**Job A:**
From the Mac Mini excerpt, list every type of system memory it names, with its speed.
**Job B:**
Answer from the Mac Mini excerpt, one line per question, marked (i), (ii), (iii):
(i) What memory parts did the older Mini use?
(ii) How much graphics memory results from doubling RAM to 2GB?
(iii) What two things does CUDA include?
**Job C:**
Carry the Mac Mini and 9400M text forward from its final sentence.

But hey, HDMI is supported by the 9400M, so where is it on the new Mac Mini? Apple is probably playing games with us, holding it back for some future HDMI “upgrade”.

So where's the HDMI port?

However, Apple did go with the higher performance DDR3 1066 memory capabilities offered by the 9400M chipset, as opposed to slower speed DDR2 800. (The older Mini used 667Mhz DDR2 parts.) Because DDR3 system memory is tightly integrated with the GPU, if you double RAM from 1GB to 2GB, you also double graphics memory, which goes from 128MB to 256MB.

The 9400M also supports Nvidia’s CUDA processor that accelerates applications, games, and can transcode videos in real-time. But the big CUDA news is that it is a general purpose parallel computing architecture that leverages the parallel compute engine in Nvidia’s GPUs to solve many complex computational problems in a fraction of the time required on a regular CPU. It includes the CUDA Instruction Set Architecture (ISA) and the parallel compute engine in the GPU.

**Entries shown:**
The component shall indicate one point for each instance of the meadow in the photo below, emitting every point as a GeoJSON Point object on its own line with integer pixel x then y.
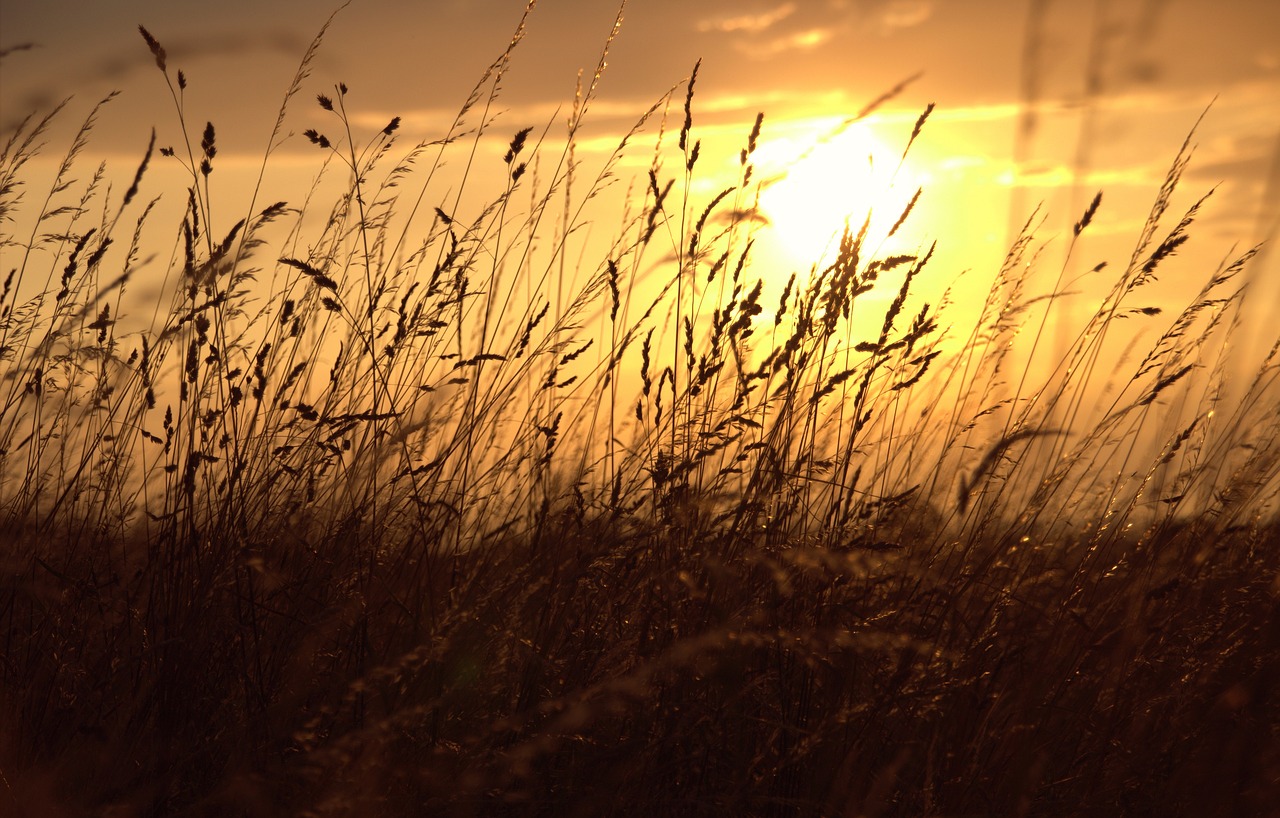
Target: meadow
{"type": "Point", "coordinates": [383, 516]}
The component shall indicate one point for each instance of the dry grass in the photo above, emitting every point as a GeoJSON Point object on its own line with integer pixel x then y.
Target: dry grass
{"type": "Point", "coordinates": [389, 519]}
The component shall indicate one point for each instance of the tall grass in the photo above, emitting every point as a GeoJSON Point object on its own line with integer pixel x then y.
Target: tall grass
{"type": "Point", "coordinates": [424, 507]}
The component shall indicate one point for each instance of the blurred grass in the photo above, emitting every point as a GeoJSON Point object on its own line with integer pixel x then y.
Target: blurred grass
{"type": "Point", "coordinates": [388, 519]}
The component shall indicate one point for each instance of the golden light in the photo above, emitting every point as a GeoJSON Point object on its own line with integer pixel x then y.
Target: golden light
{"type": "Point", "coordinates": [826, 176]}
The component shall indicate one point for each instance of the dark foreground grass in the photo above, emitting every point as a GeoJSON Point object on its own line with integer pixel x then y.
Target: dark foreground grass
{"type": "Point", "coordinates": [388, 517]}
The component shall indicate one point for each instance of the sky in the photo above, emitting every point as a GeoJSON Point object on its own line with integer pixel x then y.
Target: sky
{"type": "Point", "coordinates": [1038, 103]}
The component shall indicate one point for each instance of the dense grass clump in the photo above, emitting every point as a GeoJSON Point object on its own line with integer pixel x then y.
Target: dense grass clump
{"type": "Point", "coordinates": [417, 508]}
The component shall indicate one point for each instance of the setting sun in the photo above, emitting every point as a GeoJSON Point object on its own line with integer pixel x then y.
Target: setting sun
{"type": "Point", "coordinates": [828, 176]}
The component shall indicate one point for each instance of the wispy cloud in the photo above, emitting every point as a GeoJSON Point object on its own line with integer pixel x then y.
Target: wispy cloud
{"type": "Point", "coordinates": [752, 23]}
{"type": "Point", "coordinates": [905, 14]}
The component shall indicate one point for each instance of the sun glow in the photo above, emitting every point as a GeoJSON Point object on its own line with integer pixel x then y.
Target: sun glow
{"type": "Point", "coordinates": [828, 177]}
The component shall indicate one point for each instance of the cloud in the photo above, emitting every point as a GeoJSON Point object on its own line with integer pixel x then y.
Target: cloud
{"type": "Point", "coordinates": [905, 14]}
{"type": "Point", "coordinates": [752, 23]}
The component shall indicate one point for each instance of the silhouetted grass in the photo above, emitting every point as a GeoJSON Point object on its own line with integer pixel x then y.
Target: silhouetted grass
{"type": "Point", "coordinates": [384, 516]}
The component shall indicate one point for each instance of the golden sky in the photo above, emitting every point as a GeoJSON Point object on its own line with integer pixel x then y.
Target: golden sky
{"type": "Point", "coordinates": [1038, 101]}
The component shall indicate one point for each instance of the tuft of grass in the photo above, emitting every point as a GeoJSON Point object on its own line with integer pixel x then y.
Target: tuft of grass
{"type": "Point", "coordinates": [410, 502]}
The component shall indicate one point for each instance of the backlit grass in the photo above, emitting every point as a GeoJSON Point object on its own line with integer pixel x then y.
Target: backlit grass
{"type": "Point", "coordinates": [403, 503]}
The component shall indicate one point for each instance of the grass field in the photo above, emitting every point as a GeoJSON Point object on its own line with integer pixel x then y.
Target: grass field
{"type": "Point", "coordinates": [382, 517]}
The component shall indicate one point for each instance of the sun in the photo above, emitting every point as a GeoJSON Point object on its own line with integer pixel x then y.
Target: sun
{"type": "Point", "coordinates": [824, 177]}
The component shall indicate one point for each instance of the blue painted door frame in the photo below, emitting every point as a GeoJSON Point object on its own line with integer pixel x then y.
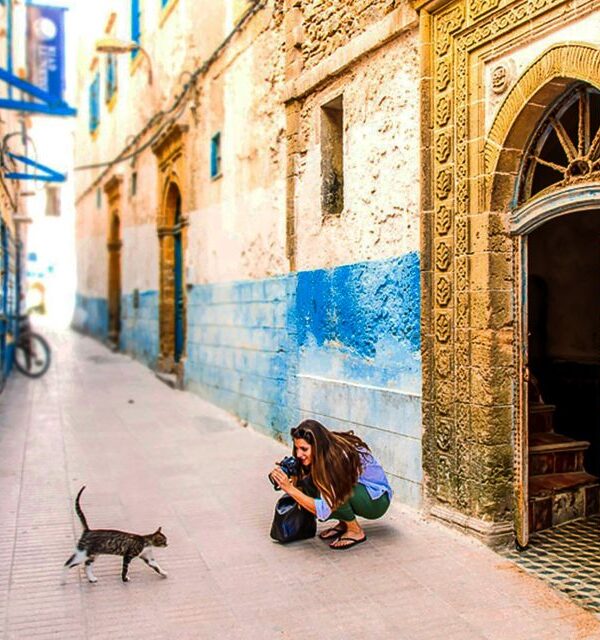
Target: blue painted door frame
{"type": "Point", "coordinates": [179, 291]}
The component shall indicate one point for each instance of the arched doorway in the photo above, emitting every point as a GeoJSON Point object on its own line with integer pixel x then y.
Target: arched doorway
{"type": "Point", "coordinates": [113, 245]}
{"type": "Point", "coordinates": [172, 291]}
{"type": "Point", "coordinates": [557, 225]}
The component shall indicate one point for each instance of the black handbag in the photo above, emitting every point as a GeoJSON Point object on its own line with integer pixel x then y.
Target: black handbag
{"type": "Point", "coordinates": [291, 522]}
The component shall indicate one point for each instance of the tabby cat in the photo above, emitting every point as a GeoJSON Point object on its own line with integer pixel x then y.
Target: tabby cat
{"type": "Point", "coordinates": [94, 542]}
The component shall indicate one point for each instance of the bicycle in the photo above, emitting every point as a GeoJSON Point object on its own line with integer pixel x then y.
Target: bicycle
{"type": "Point", "coordinates": [32, 352]}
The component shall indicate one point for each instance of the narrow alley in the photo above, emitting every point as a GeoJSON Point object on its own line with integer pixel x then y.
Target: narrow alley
{"type": "Point", "coordinates": [151, 456]}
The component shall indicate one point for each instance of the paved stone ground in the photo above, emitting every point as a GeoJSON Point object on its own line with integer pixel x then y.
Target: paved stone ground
{"type": "Point", "coordinates": [153, 456]}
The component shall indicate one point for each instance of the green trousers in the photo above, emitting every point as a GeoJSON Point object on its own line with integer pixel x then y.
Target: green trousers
{"type": "Point", "coordinates": [361, 504]}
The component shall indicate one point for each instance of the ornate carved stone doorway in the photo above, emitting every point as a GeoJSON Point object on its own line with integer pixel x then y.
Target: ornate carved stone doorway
{"type": "Point", "coordinates": [473, 257]}
{"type": "Point", "coordinates": [172, 242]}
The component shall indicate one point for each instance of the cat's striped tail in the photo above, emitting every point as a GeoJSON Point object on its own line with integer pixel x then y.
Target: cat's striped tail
{"type": "Point", "coordinates": [79, 512]}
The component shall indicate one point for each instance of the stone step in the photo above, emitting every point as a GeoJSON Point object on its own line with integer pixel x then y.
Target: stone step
{"type": "Point", "coordinates": [558, 498]}
{"type": "Point", "coordinates": [541, 417]}
{"type": "Point", "coordinates": [551, 453]}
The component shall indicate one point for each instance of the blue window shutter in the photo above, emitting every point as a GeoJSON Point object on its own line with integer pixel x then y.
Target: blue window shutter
{"type": "Point", "coordinates": [111, 76]}
{"type": "Point", "coordinates": [95, 103]}
{"type": "Point", "coordinates": [215, 155]}
{"type": "Point", "coordinates": [136, 30]}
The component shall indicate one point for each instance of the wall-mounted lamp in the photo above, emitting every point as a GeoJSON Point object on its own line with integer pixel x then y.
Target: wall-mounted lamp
{"type": "Point", "coordinates": [116, 46]}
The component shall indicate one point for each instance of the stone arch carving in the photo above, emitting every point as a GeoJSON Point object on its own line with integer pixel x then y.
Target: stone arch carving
{"type": "Point", "coordinates": [545, 80]}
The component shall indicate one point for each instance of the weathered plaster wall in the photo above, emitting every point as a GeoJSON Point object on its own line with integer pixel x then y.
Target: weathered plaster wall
{"type": "Point", "coordinates": [339, 343]}
{"type": "Point", "coordinates": [330, 24]}
{"type": "Point", "coordinates": [239, 229]}
{"type": "Point", "coordinates": [381, 155]}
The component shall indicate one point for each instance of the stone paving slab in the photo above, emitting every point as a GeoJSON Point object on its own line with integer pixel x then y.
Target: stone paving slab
{"type": "Point", "coordinates": [153, 456]}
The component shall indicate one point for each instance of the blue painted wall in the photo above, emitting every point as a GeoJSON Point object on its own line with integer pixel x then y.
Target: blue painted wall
{"type": "Point", "coordinates": [91, 316]}
{"type": "Point", "coordinates": [340, 345]}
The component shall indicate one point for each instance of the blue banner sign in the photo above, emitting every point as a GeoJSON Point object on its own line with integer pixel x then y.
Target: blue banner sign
{"type": "Point", "coordinates": [46, 49]}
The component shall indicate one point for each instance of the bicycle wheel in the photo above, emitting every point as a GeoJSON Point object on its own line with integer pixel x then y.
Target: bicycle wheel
{"type": "Point", "coordinates": [32, 355]}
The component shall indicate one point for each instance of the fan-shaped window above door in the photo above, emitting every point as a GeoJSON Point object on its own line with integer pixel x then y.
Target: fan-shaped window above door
{"type": "Point", "coordinates": [565, 148]}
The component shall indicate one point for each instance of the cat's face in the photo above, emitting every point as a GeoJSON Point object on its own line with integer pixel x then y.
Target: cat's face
{"type": "Point", "coordinates": [159, 539]}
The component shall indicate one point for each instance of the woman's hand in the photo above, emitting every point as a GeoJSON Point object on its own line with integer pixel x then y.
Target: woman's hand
{"type": "Point", "coordinates": [281, 479]}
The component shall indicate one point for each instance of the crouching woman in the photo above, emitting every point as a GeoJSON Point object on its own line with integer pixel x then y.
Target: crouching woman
{"type": "Point", "coordinates": [349, 481]}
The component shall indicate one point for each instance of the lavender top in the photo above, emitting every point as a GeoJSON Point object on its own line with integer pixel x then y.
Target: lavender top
{"type": "Point", "coordinates": [372, 477]}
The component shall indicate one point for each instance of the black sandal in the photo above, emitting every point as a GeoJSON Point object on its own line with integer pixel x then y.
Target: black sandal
{"type": "Point", "coordinates": [333, 533]}
{"type": "Point", "coordinates": [352, 542]}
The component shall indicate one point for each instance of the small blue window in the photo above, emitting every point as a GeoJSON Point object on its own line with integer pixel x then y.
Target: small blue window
{"type": "Point", "coordinates": [215, 155]}
{"type": "Point", "coordinates": [136, 24]}
{"type": "Point", "coordinates": [111, 77]}
{"type": "Point", "coordinates": [95, 103]}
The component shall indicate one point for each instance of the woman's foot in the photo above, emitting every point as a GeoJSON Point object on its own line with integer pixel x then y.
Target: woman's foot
{"type": "Point", "coordinates": [333, 532]}
{"type": "Point", "coordinates": [351, 537]}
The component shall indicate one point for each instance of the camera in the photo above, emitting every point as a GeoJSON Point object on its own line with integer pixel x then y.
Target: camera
{"type": "Point", "coordinates": [290, 466]}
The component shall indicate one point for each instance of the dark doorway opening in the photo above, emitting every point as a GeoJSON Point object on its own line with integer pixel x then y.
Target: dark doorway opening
{"type": "Point", "coordinates": [564, 362]}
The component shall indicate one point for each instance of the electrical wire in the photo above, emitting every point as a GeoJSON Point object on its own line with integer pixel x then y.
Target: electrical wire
{"type": "Point", "coordinates": [180, 101]}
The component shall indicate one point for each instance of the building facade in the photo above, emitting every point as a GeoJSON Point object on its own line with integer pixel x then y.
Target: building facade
{"type": "Point", "coordinates": [356, 212]}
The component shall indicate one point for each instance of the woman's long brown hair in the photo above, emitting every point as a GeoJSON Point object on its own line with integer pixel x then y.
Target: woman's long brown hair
{"type": "Point", "coordinates": [336, 464]}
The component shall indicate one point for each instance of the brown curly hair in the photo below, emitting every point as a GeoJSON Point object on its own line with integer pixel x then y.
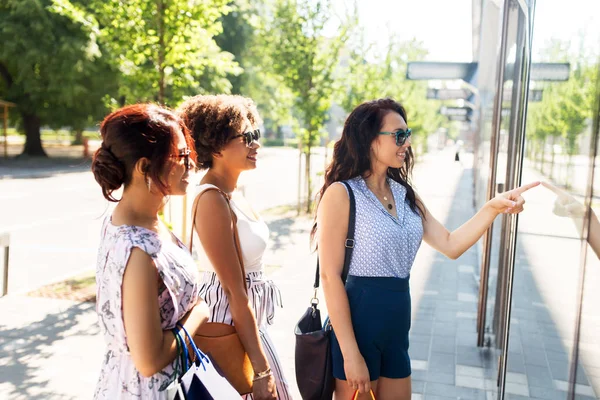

**Exercise answer A:**
DDR3 1066
DDR2 800
667Mhz DDR2

**Exercise answer B:**
(i) 667Mhz DDR2 parts.
(ii) 256MB.
(iii) The CUDA Instruction Set Architecture (ISA) and the parallel compute engine in the GPU.

**Exercise answer C:**
To program the CUDA architecture, developers can currently use C, one of the most widely used high-level programming languages, which can then be run at great performance on a CUDA enabled processor. Other languages will be supported in the future according to Nvidia, including FORTRAN and C++.

Bottom line, many types of compute hungry, parallel processing applications can see as much as a 35x speed up by using CUDA.  Rumbles in the jungle also suggest that Apple may be incorporating the CUDA architecture directly into one of its upcoming MacOS X iterations.